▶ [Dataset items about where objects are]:

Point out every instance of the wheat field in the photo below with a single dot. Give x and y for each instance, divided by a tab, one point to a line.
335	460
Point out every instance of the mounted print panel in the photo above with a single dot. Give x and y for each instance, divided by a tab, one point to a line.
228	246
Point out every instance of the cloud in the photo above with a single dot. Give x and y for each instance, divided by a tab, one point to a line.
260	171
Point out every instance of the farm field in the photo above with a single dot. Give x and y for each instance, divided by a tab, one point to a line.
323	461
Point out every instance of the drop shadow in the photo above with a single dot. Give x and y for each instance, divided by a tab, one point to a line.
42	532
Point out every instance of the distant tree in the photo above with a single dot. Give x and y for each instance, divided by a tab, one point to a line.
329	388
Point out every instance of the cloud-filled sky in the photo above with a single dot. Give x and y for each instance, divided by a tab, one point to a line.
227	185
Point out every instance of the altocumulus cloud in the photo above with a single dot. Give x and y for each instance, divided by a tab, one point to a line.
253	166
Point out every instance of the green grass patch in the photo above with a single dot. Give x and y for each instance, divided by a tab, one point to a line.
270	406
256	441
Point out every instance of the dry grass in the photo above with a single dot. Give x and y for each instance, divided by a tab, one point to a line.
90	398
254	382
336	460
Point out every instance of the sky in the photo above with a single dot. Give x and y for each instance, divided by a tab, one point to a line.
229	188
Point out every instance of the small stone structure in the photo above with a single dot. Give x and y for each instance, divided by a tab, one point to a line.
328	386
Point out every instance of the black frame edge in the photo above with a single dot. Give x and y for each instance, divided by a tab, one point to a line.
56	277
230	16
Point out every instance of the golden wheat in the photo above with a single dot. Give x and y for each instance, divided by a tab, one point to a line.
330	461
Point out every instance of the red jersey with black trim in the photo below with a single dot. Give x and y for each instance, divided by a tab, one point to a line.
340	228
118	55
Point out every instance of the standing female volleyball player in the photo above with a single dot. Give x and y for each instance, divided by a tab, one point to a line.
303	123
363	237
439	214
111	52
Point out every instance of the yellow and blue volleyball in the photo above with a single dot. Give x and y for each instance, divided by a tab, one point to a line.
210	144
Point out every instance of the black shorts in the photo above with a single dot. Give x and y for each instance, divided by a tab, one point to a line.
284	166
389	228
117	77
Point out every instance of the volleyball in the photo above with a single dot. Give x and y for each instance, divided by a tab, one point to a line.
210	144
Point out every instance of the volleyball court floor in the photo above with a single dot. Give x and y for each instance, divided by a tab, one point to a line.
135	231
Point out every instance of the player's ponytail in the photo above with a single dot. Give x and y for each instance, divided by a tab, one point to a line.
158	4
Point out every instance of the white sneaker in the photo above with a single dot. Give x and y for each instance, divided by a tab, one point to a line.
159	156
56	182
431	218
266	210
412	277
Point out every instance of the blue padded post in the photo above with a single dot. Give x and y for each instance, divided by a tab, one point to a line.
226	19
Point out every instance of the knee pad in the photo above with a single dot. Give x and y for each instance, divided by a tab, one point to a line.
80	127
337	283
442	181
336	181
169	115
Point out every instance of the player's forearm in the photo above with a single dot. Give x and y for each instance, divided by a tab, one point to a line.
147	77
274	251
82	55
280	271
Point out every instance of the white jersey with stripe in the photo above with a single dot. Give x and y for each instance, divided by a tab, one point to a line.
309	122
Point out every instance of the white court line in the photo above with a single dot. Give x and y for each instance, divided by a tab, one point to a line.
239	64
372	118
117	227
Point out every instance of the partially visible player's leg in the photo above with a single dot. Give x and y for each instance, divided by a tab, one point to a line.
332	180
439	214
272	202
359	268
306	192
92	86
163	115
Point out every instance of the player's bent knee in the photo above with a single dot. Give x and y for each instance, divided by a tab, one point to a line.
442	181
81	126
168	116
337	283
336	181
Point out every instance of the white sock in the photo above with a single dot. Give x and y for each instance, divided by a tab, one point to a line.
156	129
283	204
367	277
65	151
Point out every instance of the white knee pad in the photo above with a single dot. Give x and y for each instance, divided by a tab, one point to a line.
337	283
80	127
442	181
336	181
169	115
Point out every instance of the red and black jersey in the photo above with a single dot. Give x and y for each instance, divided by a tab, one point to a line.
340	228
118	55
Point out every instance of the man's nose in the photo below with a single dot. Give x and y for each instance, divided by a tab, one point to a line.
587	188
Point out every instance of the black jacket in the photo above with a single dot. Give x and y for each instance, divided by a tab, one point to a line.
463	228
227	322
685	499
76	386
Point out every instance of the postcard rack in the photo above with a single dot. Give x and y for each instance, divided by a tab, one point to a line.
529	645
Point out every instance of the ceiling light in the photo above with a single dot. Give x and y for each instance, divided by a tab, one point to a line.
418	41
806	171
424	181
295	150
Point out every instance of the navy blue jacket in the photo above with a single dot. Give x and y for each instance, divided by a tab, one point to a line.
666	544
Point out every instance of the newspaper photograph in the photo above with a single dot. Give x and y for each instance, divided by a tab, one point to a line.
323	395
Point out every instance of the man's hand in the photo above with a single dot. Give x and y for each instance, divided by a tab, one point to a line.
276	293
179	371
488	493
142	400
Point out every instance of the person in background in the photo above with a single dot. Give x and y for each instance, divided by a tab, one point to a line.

▶ [Task description]: Copy all of the items above word for word, keeping every line.

▶ [Task solution]:
Point out every instance of the wheat field in the photo below with a single dot. Give x and y for each instance, divided by a tab, one point to a line.
335	460
Point out every instance of the mounted print panel in the photo above with a single dot. Give x and y for each instance, divided by a tab, one point to a line.
228	246
Point out every instance of the cloud in the photo above with a single dot. Give x and y for each instance, divided by a tab, one point to a line.
260	171
Point out every instance of the farm field in the photo above with a single dot. Give x and y for each instance, divided by a tab, one point to a line.
323	461
Point out every instance of the drop shadow in the photo above with a single dot. Give x and y for each instance, divided by a tab, one point to a line.
42	532
Point out every instance of the distant tree in the photo above with a single dot. Give x and y for each instance, divided by a tab, one point to a line.
329	388
Point out every instance of the cloud-filled sky in the photo above with a single dot. Give x and y for each instance, divided by a tab, one point to a line.
227	185
Point out every instance of the altocumulus cloud in the photo above with a single dot. Give x and y for each instance, divided by a tab, one point to a line.
253	166
Point out every instance of the green grass patch in the photo above with a single dot. Give x and y for each instance, divided by a tab, one point to a line.
270	406
256	441
Point out every instance of the dry grass in the photo above with a single dot. Give x and y for each instance, divided by a tab, one point to a line.
90	398
254	382
336	460
Point out every instance of the sky in the photo above with a single dot. Give x and y for each instance, divided by a tab, one point to a line.
229	188
Point out every instance of the small stone structure in the photo above with a single dot. Give x and y for each instance, divided by a tab, one point to a line.
328	386
Point out every instance of the black frame edge in the photo above with a single dot. Give x and y for each instance, divided by a tab, one point to a line.
56	277
230	16
Point out every instance of the golden wheat in the photo above with a single dot. Give x and y for each instance, divided by a tab, one point to a line.
330	461
Point out every instance of the red jersey with black trim in the photo below with a single dot. Give x and y for each instance, divided by a tab, one point to a line.
340	228
118	55
Point out every instance of the standing female volleyball player in the photo above with a single dot. Give x and y for each instance, divided by a tab, one point to a line.
303	123
363	237
439	214
111	52
Point out every instance of the yellow and blue volleyball in the photo above with a single dot. Give x and y for each instance, divided by a tab, one point to a line.
210	144
Point out every instance of the black shorts in the photo above with a single dot. Give x and y for each instance, divided by a tab, one point to a line.
284	166
389	228
117	77
Point out every instance of the volleyball in the photo above with a single dot. Give x and y for each instance, divided by a tab, one point to a line.
210	144
Point out every instance of the volleyball court floor in the photo above with a single dot. Give x and y for each instance, divided by a tab, one point to a line.
135	231
Point out every instance of the player's ponytail in the photo above with a single dot. Give x and y for each instance, divided by a tab, one point to a line.
158	4
Point out every instance of the white sneaker in the photo above with a single dot. Give x and y for each instance, divided by a tab, one point to a line.
159	156
56	182
431	218
266	210
412	277
Point out every instance of the blue padded post in the photo above with a single dot. Give x and y for each instance, divided by a tab, one point to a line.
226	19
Point out every instance of the knee pad in the photo above with a single dot. Give x and y for each instance, divided by a tab, one point to a line.
80	127
337	283
442	181
336	181
169	115
Point out every instance of the player's forearm in the photo above with a single dot. Give x and y for each instance, divided by a tab, one point to a line.
147	77
274	251
82	55
280	271
Point out every instance of the white jersey with stripe in the photo above with a single dot. Give x and y for each instance, divided by a tab, one point to a line.
309	122
Point out every instance of the white court line in the photo above with a single dot. Give x and y for each instance, divided by a tab, one point to a line.
239	64
372	118
117	227
Point out every instance of the partially visible player's leg in the photo above with a single dot. Give x and y for each instance, divided by a tab, one point to a line.
332	180
439	214
272	202
359	268
306	192
92	86
163	115
Point out every instance of the player's bent knee in the photo above with a single dot. Give x and y for each instance, divided by a tab, one point to a line.
442	181
81	126
168	116
337	283
336	181
Point out every instance of the white sock in the photo above with a single dot. Give x and y for each instance, divided by a tab, one point to a line.
156	129
283	204
367	277
65	151
Point out every instance of the white knee pad in the photo above with a single dot. Give x and y for each instance, divided by a tab, one point to a line.
337	283
80	127
442	181
336	181
169	115
Point out every instance of the red and black jersey in the photo above with a single dot. Give x and y for each instance, divided by a tab, one point to a line.
340	228
118	55
Point out every instance of the man's nose in the photo below with a single dot. Give x and y for each instance, divided by a tab, one point to a line.
587	188
Point out every instance of the black jacket in the photo above with a single dot. Give x and y for each instance, divided by a tab, one point to a line.
463	228
227	322
685	499
76	386
Point out every instance of the postcard rack in the photo above with a single dot. Give x and y for each instance, divided by a tab, one point to a line.
529	645
Point out every instance of the ceiling light in the photo above with a single dot. Give x and y for each instance, divided by a tab, one point to a line.
418	41
806	171
424	181
295	150
Point out every instance of the navy blue jacket in the photo above with a single dot. Give x and y for each instance, divided by a tab, one point to a line.
666	544
Point out every instance of the newspaper photograph in the photo above with a single dot. Give x and y for each instance, divided by a tab, one point to a line.
323	395
Point out every instance of the man's hand in the photo above with a single dot. Give x and y for each instance, divided by a tab, one point to a line.
276	293
179	371
488	493
142	400
Point out every instance of the person in background in the photo above with a single dot. Give x and y for each instance, divided by a tab, one point to a line.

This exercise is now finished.